[start Extracted text]

Advice for Megan Barry on building a better Nashville

 In Nashville Commercial Real Estate

by Wood Caldwell

(This article originally appeared in the Tennessean on Oct. 28, 2015)

Mayor Megan Barry has assumed leadership of our great city at an auspicious time. Nashville is thriving.

But it became evident during the mayoral race that our booming economy brings with it growing pains that need to be addressed by the new mayor. I believe Mayor Barry is prepared to do exactly that. Here is some unsolicited advice for our new mayor and council on how to frame key issues.

The “growing pains” issues most often mentioned during the mayoral race were education, transportation and affordable housing. However, I’m not sure that these really are three separate issues, as we can’t solve one without addressing all of them.

Great public schools are vital to our city’s success, and this is a top priority for many citizens, according to a recent poll by Vanderbilt University. Yet, 2014 TCAP scores show that the number of Metro Nashville Public Schools performing at the state’s lowest academic level has doubled in two years.

[end Extracted text]
[start Items]

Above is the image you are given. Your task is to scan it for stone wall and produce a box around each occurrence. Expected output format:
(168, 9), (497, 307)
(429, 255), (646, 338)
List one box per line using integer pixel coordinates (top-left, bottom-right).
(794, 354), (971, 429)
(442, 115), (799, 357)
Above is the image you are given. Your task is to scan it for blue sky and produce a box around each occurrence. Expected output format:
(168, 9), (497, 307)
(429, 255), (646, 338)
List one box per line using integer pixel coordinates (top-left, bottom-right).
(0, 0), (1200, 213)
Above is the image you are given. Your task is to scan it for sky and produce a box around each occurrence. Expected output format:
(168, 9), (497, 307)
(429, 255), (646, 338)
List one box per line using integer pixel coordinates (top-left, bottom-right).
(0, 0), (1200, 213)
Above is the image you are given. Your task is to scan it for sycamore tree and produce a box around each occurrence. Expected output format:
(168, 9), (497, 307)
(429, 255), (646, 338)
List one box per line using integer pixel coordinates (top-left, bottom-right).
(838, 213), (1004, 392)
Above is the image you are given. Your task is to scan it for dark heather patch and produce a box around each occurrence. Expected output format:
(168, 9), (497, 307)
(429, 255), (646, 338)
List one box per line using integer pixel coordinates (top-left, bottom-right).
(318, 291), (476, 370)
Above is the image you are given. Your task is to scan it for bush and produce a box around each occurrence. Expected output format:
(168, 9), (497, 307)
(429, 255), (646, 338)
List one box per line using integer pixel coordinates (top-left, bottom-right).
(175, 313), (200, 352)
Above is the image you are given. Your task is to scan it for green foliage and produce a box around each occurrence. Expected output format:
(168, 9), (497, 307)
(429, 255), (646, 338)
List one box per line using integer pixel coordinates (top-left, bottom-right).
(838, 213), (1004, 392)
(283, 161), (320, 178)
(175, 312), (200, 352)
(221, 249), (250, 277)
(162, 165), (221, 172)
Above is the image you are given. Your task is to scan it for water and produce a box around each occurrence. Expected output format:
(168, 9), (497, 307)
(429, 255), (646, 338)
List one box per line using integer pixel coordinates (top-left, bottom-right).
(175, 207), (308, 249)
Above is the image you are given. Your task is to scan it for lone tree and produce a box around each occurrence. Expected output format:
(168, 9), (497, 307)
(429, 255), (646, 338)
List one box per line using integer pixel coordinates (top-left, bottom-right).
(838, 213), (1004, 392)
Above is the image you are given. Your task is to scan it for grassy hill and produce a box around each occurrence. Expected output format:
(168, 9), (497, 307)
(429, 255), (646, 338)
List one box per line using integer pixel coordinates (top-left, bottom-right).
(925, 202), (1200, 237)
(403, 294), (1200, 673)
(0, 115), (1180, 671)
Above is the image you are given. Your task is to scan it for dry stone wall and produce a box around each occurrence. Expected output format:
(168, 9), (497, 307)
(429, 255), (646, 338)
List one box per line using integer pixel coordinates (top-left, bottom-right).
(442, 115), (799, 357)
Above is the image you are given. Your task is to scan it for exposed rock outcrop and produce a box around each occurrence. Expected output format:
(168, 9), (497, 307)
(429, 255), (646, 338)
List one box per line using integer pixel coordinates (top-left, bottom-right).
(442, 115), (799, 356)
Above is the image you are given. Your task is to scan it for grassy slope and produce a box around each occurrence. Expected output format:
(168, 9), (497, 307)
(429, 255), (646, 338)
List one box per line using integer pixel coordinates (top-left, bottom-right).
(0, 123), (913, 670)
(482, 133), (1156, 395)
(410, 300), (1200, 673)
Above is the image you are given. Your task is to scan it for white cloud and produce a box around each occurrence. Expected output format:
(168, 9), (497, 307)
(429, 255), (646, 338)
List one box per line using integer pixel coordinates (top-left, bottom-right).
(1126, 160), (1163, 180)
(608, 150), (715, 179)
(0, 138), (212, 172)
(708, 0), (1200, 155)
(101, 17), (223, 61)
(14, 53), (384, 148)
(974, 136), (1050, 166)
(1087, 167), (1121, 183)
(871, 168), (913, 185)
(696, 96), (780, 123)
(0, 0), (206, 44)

[end Items]

Exercise brief =>
Continue the article on advice for Mayor Megan Barry from where it stops.

The result =>
Because of our underperforming public schools, when their children reach school age, many young Nashvillians move to surrounding counties where the schools are better, taking their talents and tax dollars with them. So, besides just being the right thing to do, improving Nashville’s public schools would help ensure that the young people fueling our city’s success stay here.

Having a quality public school system would also help to address the affordable housing issue, because improving schools throughout Nashville would make the surrounding neighborhoods — where there is affordable housing — more attractive places to live.

The fact is, affordable housing is an issue primarily in neighborhoods like East Nashville, Sylvan Park, The Nations, the Gulch, 12South, Melrose and other “hip” parts of town. You’ll find plenty of affordable places to live in other parts of Nashville. However, these affordable neighborhoods also tend to have the poorest-performing public schools, and many lack access to public transportation. If we fix schools and transportation citywide, these parts of town become much more attractive. The good news is that most of the charter schools in Nashville — which have proved to outperform traditional district schools, on average — are in these “less hip” parts of town. So, if the school board will let it happen, this problem is already on the way to being fixed.

Another way to make affordable neighborhoods more attractive is to develop an innovative transportation plan that combines the benefits of living in the central city with the affordability of living outside of it. And to create such a plan we, again, need to look at education/transportation/affordable housing as a single issue.

Consider that, in the 2014-15 fiscal year, we spent $36 million on Metro Schools’ transportation department and $70 million on MTA. By combining these two programs, we immediately increase the total public transportation budget by more than 50 percent.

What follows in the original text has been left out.